- _What to work on_:
Extract every line in the records below that contains the string "woman".

■ ■ ■ ■

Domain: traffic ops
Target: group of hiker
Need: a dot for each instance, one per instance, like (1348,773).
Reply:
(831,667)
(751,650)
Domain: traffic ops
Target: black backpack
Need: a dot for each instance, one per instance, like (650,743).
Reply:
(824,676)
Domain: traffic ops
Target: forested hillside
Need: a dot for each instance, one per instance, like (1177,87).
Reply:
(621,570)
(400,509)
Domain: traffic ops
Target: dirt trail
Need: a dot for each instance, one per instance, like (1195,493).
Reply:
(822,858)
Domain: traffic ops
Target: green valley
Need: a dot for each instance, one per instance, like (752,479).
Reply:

■ ■ ■ ■

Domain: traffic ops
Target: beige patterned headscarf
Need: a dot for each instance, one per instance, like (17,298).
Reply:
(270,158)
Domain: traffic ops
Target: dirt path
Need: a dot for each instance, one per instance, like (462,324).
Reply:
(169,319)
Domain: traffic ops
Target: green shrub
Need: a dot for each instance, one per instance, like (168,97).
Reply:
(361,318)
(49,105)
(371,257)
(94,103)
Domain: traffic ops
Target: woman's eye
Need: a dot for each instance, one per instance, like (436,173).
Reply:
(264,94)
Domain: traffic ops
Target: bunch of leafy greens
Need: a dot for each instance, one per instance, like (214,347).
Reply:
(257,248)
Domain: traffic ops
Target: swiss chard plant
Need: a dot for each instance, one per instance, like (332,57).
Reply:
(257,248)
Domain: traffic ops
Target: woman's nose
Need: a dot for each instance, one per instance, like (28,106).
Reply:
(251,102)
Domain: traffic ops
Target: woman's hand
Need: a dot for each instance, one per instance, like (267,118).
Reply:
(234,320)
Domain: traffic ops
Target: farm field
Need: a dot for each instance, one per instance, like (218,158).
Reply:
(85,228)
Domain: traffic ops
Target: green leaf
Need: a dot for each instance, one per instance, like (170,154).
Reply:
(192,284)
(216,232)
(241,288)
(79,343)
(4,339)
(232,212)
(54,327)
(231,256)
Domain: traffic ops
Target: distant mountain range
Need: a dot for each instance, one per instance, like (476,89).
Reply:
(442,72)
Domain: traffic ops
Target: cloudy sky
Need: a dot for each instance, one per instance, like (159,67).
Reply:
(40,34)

■ ■ ■ ■

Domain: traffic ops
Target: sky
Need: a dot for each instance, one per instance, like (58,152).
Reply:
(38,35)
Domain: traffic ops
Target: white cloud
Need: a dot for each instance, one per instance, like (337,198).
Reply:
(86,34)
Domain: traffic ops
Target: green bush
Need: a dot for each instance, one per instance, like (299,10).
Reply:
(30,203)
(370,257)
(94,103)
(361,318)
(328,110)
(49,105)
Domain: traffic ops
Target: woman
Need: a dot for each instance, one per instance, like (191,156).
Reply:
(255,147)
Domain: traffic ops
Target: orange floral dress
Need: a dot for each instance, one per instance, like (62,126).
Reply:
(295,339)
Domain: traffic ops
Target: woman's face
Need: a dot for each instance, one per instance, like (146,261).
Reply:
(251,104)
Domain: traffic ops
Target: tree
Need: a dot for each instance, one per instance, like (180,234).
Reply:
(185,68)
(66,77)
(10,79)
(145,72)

■ ■ ■ ■

- _Response_:
Target: woman's eye
Target: woman's nose
Target: woman's hand
Target: woman
Target: woman's face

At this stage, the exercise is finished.